## [Text provided]

= Beginning of Section =

On the trail of an elusive wildcat | Sunday Observer

On the trail of an elusive wildcat

26 January, 2020

Images of a lone exotic wildcat received a lot of attention both from the media and the public over the past week. The bewilderment of this rare sighting led to the animal being dubbed as the ‘once extinct black panther’. This was followed by a series of memes, some profanely but rightfully asking to let the poor animal be.

When the Sunday Observer contacted several environmentalists for an update on the sighting, taken by a trap camera during a research conducted by Wildlife Veterinarian Dr. Malaka Abeywardena, several declined to comment stating there was ‘very little information’ regarding the animal.

“We plead with the public to abstain from disturbing the natural behavior of the animal,” Department of Wildlife Conservation’s spokesperson Hasini Sarachchandra said.

Also, there is no real need for panic or to create a hue and cry over this. The recently discovered ‘black panther’ is not an extinct species. It is but a leopard with a color mutation. During the past few years three carcases of the black leopard was discovered. The carcass of one was preserved, and put on display at the Wildlife Museum in Giritale, Polonnaruwa.

According to scientific journals the ‘black panther’ gets its unique black feature due to the increase of dark pigmentation on its fur, also known as melanism.

All black animals are called melanistic animals. When in Sri Lanka it is a melanistic leopard, in other countries it could be a jaguar, tiger or even a lion.

It is believed that the leopard, that caused quite a stir over the week, could be subjected to human encroachment into its natural habitat.

Forests, the abode of these leopards are being cleared on a mass scale for crops and for housing, leaving them exposed to human activities that often result in untimely death. This, sadly, is often the fate of most wild animals in the island that is one of the world’s 34 biodiversity hot-spots.

In an interview with the CNN, conservationist Anjali Watson said 70 per cent of the leopards’ habitat has been destroyed. She added that only 750 to 1,000 adult leopards are remaining.

= End of Section =

## [Stored data]
= Beginning of Section =

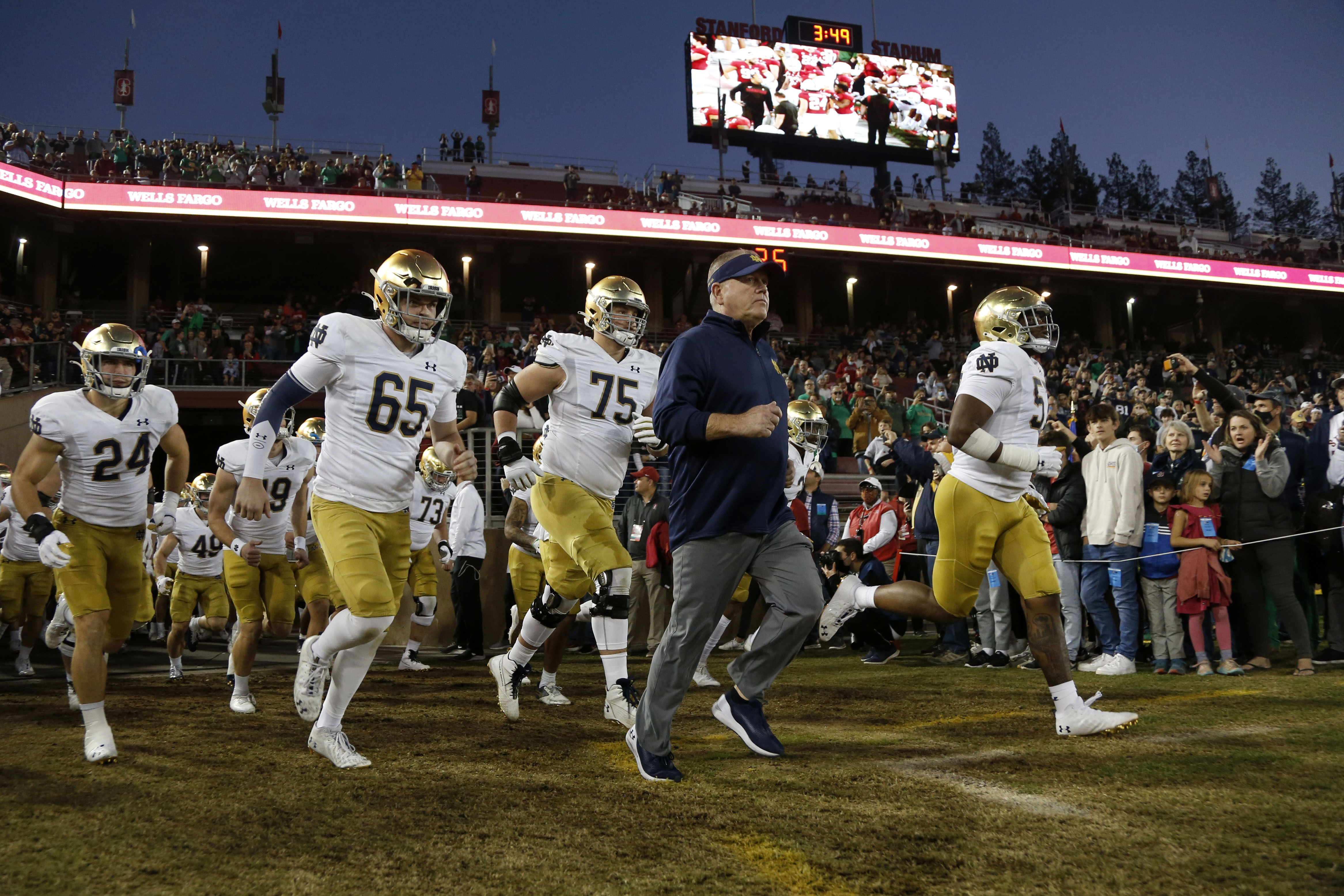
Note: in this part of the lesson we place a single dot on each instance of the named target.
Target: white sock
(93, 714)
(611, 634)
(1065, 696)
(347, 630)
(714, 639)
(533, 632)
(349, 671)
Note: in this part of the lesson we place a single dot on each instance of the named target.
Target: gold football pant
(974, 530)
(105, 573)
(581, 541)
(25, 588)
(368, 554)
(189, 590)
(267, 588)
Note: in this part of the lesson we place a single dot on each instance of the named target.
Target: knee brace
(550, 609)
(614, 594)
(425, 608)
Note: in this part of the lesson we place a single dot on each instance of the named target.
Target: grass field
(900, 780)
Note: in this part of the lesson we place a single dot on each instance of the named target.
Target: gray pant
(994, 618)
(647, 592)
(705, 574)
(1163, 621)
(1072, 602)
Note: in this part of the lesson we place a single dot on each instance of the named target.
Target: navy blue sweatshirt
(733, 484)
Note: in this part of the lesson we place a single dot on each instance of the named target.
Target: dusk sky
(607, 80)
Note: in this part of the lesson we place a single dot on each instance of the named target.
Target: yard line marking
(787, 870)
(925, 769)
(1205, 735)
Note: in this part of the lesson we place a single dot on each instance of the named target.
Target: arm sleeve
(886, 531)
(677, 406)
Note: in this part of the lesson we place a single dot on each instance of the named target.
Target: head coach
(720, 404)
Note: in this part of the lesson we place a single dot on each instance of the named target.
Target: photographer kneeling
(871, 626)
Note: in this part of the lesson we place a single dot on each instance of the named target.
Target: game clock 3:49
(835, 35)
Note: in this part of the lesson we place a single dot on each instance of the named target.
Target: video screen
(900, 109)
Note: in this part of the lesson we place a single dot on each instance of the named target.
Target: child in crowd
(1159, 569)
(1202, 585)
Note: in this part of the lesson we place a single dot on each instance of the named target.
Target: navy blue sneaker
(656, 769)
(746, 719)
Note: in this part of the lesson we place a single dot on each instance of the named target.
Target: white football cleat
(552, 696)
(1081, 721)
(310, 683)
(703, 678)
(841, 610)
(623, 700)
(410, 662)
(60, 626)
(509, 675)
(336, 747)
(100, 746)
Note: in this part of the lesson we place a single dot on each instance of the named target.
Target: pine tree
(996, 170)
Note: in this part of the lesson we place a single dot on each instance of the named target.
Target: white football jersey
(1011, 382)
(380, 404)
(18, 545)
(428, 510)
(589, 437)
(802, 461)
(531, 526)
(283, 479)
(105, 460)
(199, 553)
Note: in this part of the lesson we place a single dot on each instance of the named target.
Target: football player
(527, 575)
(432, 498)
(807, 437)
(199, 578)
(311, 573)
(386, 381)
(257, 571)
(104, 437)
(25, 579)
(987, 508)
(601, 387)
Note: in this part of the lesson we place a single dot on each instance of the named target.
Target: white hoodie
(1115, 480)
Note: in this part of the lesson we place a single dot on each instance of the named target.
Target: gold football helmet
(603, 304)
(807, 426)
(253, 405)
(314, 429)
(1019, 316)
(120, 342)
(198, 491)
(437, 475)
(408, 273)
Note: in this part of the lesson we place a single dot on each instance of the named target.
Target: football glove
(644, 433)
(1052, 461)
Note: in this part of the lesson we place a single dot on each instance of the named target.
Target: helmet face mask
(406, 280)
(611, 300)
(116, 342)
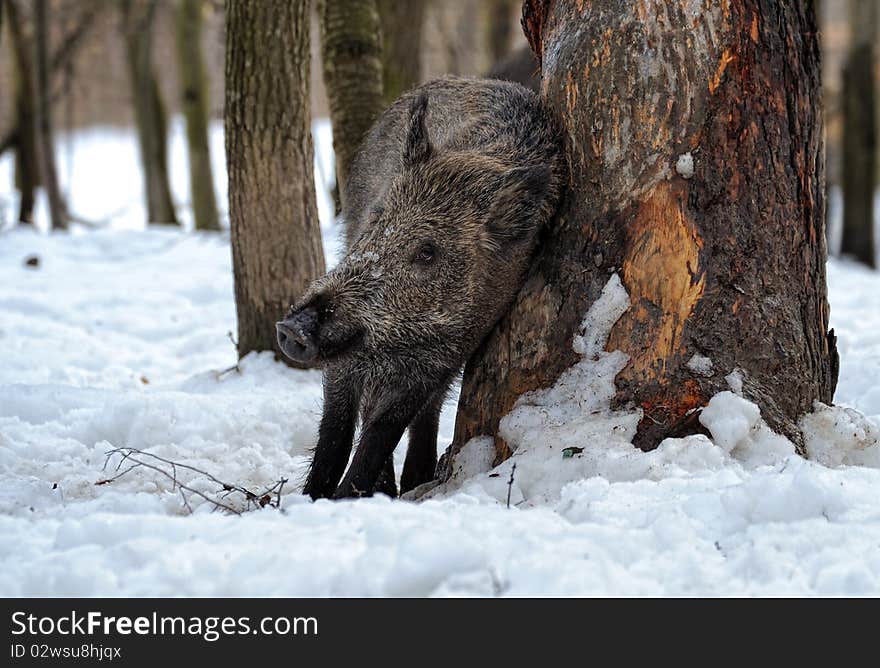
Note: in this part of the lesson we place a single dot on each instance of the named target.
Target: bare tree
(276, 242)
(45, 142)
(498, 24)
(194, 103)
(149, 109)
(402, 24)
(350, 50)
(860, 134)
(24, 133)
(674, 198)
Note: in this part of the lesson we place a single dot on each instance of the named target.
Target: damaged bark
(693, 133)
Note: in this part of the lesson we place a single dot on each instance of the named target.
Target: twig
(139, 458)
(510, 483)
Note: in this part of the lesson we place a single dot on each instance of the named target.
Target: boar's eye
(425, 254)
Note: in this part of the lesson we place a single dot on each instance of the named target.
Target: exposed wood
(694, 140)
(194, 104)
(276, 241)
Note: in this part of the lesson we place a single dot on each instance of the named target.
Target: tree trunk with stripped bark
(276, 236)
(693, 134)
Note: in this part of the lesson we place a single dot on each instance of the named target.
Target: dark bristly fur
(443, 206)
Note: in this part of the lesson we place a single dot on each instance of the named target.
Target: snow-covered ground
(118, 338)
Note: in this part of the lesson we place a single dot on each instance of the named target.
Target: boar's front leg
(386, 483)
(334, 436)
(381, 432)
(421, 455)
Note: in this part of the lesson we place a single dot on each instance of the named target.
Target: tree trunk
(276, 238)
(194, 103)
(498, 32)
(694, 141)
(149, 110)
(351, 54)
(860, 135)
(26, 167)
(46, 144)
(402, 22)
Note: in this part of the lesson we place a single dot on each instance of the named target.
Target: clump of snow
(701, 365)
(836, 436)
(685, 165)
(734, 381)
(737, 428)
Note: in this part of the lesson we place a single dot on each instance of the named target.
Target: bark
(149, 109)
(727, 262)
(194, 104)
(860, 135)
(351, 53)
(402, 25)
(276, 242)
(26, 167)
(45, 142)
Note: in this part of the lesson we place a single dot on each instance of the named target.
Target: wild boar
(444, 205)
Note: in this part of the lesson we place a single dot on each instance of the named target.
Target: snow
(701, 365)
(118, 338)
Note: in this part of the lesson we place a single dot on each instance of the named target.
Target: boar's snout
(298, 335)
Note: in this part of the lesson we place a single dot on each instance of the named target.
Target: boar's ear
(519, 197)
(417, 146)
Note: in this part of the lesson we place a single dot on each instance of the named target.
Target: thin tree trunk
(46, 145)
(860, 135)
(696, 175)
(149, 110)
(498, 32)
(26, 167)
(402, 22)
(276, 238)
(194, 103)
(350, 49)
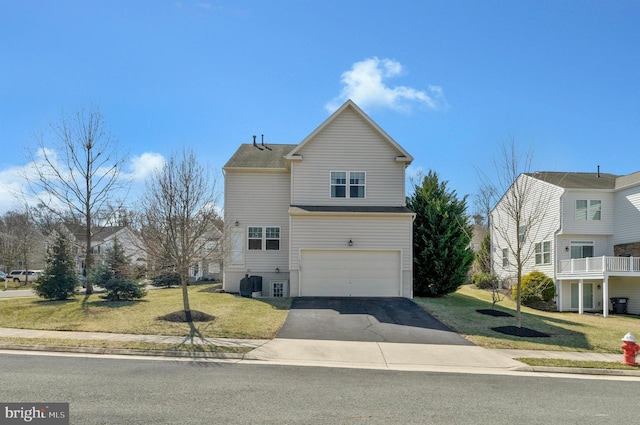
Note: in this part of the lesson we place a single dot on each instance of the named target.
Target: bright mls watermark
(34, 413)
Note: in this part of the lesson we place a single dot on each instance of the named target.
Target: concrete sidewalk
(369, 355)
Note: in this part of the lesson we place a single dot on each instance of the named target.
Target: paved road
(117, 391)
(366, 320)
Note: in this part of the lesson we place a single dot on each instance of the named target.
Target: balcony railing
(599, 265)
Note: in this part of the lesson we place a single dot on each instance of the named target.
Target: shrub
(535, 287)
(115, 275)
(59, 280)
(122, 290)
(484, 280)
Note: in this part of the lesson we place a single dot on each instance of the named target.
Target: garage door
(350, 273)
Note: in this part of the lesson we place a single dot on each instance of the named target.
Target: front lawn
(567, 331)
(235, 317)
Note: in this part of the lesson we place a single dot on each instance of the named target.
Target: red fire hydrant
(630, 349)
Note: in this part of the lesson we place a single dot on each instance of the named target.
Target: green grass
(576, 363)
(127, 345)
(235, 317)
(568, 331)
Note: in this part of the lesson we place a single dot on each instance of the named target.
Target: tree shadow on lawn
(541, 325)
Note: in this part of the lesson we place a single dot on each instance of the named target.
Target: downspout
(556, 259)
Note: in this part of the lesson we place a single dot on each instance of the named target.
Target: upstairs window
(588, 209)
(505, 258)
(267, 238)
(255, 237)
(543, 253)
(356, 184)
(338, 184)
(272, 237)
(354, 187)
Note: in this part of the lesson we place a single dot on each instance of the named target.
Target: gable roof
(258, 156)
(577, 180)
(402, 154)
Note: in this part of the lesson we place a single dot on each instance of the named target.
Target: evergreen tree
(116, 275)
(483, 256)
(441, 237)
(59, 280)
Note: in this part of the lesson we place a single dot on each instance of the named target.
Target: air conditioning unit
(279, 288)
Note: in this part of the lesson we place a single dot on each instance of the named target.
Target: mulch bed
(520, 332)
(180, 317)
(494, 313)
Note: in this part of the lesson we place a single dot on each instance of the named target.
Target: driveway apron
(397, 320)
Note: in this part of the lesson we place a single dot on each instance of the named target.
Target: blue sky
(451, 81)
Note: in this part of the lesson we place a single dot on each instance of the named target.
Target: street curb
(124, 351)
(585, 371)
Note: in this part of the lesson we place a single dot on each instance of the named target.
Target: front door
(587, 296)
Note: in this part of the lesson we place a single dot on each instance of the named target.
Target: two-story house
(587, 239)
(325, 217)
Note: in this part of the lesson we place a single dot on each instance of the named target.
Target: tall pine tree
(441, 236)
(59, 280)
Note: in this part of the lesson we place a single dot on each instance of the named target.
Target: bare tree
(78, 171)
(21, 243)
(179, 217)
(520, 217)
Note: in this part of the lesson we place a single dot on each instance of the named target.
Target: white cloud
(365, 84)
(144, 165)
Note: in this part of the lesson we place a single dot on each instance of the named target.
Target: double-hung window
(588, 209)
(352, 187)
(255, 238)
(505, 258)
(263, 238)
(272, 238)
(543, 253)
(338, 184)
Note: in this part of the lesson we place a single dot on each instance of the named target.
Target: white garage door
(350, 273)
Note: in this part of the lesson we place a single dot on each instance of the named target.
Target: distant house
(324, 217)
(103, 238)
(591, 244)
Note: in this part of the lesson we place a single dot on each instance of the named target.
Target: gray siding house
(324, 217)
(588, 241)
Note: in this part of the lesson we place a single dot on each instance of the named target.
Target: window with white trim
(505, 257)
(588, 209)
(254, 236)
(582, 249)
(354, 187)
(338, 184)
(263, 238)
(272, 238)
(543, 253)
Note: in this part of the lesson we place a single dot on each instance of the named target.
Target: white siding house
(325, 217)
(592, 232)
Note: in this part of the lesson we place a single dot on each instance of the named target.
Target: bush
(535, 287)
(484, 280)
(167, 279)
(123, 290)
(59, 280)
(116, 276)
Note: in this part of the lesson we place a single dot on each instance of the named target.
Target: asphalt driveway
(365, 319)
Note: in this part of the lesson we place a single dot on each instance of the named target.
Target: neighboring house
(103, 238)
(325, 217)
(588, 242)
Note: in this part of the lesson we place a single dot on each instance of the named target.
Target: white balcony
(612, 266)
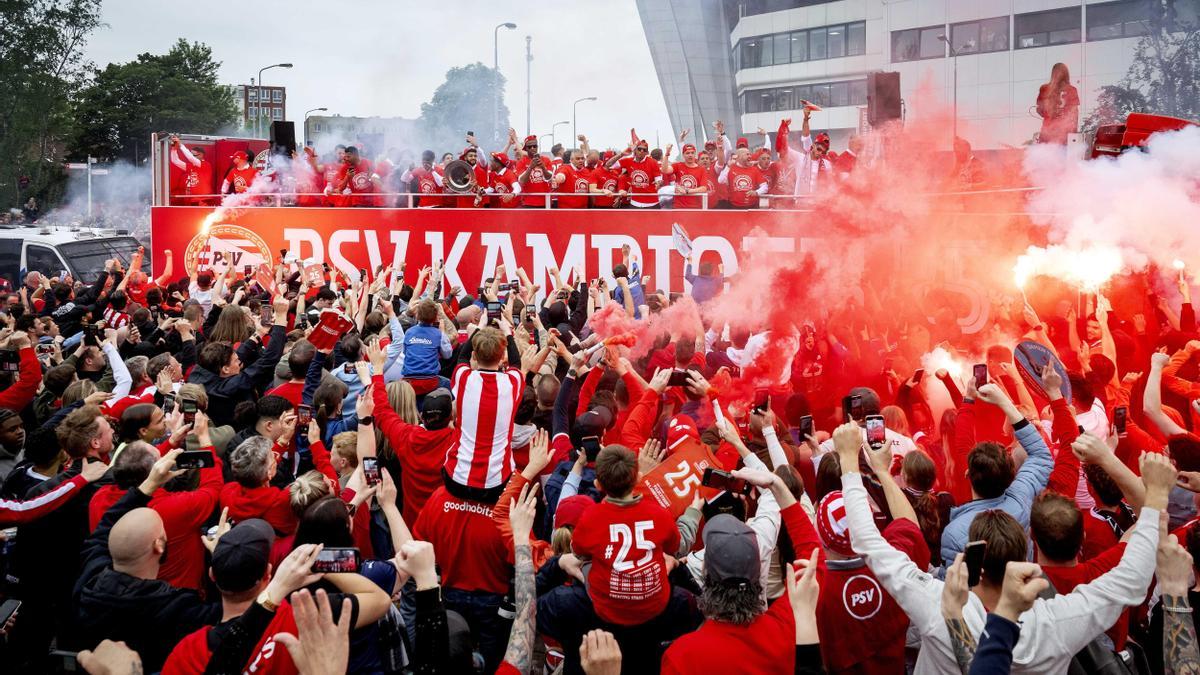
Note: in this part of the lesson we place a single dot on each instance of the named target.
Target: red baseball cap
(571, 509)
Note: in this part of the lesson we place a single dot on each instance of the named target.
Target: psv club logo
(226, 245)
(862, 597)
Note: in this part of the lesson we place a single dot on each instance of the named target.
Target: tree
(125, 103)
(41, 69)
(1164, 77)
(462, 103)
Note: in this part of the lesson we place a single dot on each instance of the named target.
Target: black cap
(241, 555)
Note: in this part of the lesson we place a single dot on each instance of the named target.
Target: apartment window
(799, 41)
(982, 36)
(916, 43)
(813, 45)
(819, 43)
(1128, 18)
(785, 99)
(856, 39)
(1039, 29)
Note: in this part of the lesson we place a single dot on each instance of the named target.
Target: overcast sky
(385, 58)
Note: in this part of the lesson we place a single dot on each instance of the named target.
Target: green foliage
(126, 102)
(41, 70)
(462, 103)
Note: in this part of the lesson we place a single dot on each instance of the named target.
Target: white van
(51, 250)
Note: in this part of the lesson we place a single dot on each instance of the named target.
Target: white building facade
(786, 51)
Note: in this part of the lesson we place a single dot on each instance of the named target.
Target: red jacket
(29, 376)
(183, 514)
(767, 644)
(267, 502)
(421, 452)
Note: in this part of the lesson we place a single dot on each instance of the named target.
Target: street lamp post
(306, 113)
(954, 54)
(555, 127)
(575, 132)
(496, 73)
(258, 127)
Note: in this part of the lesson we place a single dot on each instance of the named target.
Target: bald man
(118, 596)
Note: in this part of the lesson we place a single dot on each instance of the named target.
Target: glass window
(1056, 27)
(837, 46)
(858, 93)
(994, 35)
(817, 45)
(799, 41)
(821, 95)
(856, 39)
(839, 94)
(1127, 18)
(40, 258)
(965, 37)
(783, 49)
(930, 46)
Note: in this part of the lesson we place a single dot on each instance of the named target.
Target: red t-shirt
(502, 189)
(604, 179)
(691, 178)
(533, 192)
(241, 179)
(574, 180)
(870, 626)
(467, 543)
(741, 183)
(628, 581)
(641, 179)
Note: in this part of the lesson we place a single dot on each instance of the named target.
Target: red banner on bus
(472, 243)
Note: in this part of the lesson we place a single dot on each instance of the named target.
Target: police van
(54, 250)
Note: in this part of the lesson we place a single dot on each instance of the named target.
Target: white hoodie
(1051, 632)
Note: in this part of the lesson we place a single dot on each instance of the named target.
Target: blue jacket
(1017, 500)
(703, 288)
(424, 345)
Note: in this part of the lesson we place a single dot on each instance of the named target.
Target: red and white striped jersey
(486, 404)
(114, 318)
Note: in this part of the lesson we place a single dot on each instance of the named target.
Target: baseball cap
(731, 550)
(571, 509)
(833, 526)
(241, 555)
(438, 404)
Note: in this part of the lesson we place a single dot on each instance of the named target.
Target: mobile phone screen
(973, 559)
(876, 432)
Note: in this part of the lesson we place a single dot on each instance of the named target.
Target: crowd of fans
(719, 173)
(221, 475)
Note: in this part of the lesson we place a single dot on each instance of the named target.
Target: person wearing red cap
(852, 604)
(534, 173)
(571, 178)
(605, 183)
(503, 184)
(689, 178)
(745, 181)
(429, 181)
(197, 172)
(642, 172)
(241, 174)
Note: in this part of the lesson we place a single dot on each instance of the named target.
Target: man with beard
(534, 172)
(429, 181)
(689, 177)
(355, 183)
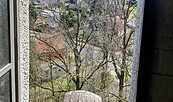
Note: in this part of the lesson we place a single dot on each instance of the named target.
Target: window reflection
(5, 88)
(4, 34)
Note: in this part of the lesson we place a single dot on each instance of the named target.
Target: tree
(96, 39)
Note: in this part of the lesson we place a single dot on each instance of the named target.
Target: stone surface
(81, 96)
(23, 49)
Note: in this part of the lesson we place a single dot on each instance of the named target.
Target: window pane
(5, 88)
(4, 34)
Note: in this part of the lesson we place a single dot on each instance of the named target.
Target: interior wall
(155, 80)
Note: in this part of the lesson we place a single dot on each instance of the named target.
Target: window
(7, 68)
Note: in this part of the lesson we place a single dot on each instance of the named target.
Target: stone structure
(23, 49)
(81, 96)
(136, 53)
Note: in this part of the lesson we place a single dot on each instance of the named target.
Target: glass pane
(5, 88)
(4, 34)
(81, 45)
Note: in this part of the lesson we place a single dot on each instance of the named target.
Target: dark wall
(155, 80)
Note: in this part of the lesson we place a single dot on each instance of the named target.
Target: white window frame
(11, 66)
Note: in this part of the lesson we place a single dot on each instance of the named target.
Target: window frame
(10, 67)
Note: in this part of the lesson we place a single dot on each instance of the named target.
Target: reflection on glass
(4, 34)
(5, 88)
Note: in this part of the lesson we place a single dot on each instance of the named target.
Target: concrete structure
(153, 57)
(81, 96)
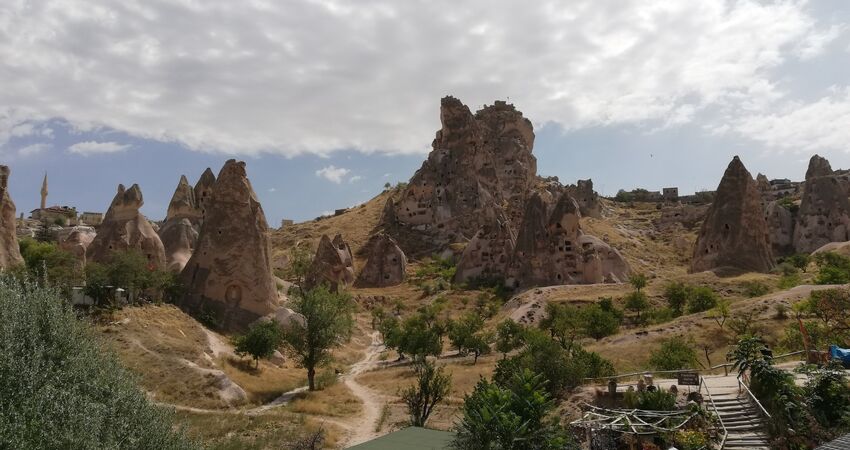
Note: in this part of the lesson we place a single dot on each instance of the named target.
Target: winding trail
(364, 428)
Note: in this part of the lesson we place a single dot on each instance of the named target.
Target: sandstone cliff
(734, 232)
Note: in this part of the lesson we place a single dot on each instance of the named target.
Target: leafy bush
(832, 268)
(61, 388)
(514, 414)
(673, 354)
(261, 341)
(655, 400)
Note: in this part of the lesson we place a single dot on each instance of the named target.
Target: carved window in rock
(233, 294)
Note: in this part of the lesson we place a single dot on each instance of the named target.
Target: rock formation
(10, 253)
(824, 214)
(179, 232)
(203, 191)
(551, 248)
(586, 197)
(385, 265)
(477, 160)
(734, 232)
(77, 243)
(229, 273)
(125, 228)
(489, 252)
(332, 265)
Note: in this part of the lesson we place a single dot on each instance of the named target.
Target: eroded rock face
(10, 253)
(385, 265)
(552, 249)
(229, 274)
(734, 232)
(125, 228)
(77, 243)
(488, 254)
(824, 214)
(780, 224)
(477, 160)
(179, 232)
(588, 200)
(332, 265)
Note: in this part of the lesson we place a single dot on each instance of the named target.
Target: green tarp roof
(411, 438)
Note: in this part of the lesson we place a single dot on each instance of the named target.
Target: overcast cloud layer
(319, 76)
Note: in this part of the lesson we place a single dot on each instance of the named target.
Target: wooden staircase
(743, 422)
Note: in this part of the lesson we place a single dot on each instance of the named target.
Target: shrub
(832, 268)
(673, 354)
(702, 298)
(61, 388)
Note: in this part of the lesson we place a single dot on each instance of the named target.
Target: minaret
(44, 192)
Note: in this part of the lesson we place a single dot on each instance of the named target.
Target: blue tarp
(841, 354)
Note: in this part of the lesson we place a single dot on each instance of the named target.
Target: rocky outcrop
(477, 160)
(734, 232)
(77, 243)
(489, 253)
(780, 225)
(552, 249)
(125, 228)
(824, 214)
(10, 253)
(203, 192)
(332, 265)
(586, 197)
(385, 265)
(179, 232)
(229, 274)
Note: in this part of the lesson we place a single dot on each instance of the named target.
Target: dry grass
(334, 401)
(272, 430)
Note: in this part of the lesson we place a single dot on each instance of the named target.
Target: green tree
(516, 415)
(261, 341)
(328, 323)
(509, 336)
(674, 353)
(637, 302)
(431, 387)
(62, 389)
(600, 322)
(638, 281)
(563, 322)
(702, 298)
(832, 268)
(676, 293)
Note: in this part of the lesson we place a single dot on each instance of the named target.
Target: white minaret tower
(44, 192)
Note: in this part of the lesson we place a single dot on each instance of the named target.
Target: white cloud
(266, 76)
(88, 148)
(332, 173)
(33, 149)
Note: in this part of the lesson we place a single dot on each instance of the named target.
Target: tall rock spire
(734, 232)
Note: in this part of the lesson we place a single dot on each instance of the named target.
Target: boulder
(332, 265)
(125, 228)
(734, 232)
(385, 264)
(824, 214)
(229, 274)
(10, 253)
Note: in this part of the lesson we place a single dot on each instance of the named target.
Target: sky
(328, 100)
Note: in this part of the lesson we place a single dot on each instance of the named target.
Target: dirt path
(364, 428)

= End of Section =

## [Required tasks]
1. List every person named in the article about the black leopard sighting.
2. Continue the article about the black leopard sighting from its final sentence.

## [Answers to the problems]
1. Dr. Malaka Abeywardena, Hasini Sarachchandra, Anjali Watson

2.
“The leopard is Sri Lanka’s top predator and only big cat. It is endangered not only at a species level within Asia but also as a unique Sri Lankan sub-species,” Wilderness & Wildlife Conservation Trust (WWCT), which Watson co-established, states in its official website. “It is a charismatic species due to its nature as a predator and its remarkable beauty, and is therefore an excellent flagship species in the battle to conserve the island’s rich biological diversity. The anti-poaching campaign hopes to highlight the existence of the leopard in Sri Lanka and to educate the public regarding the life and death of this remarkable predator.”

The WWCT has dedicatedly carried out awareness programs regarding the vulnerability of the animal and its poaching.

“Poaching of the leopard as well as its prey species is on the rise, resulting in the depletion of food resources for this top carnivore. Awareness around this issue needs to be heightened in order for poaching to be seen as a serious threat to the destruction of Sri Lanka’s wildlife populations,” the WWCT stated in a poster campaign.

Early this year, two leopards were found dead. The first death was reported from Udawalawe area on January 3. Following a joint operation by the Police Special Task Force (STF) and Department of Wildlife the perpetrators behind the killing were caught.

The leopard was caught in a snare they left. However, the suspects claimed that the animal was already dead when they found it. Days later a second leopard died in Peragashandiya, Yatiyantota. It was also trapped in a snare.

However, the ‘black panther’ was caught on camera as it patrolled the Central Up Country. The images that were released during the past week were actually captured in October last year. Department of Wildlife Conservation has kept the images secret in a bid to protect the animal.

“If it is spotted again we encourage the public to inform the department using our hotline 1992,” Sarachchandra said.